** Start Material provided **

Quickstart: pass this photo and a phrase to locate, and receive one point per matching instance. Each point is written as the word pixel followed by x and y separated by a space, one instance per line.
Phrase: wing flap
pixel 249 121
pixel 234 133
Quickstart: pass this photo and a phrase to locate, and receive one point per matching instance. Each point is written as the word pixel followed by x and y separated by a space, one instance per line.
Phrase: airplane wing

** End Material provided **
** Start Material provided **

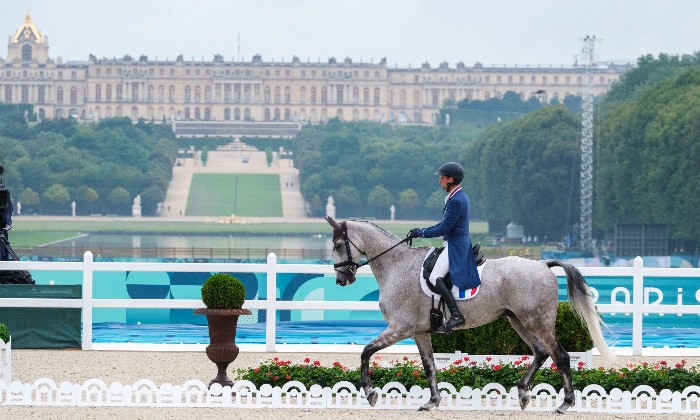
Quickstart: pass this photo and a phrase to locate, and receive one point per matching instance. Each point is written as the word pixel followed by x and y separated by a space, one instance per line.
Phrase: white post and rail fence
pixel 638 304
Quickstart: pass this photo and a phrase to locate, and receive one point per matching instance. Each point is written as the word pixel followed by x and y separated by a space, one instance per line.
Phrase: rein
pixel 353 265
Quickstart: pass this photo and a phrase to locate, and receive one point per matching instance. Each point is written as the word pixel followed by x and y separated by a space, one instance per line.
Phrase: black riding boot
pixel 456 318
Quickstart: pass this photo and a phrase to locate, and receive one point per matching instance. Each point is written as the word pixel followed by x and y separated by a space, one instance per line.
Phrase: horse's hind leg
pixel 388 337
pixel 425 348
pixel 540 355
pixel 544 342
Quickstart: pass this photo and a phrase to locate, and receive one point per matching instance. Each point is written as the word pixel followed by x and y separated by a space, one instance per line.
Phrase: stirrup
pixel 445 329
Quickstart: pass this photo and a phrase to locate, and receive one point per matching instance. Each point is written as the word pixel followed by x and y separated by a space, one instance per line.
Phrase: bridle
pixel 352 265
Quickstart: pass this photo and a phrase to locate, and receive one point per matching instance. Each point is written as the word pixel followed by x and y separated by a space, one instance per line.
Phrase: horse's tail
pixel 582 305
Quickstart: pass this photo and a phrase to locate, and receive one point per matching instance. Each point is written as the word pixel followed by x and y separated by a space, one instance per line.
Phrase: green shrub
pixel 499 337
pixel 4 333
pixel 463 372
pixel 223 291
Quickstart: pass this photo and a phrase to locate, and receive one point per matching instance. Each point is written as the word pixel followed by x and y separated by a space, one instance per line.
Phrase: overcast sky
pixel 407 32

** End Material provided **

▶ **Short task**: Please count the lines in the rows above that contain the word "wing", and reply with the number alone.

▶ **The completed task**: 2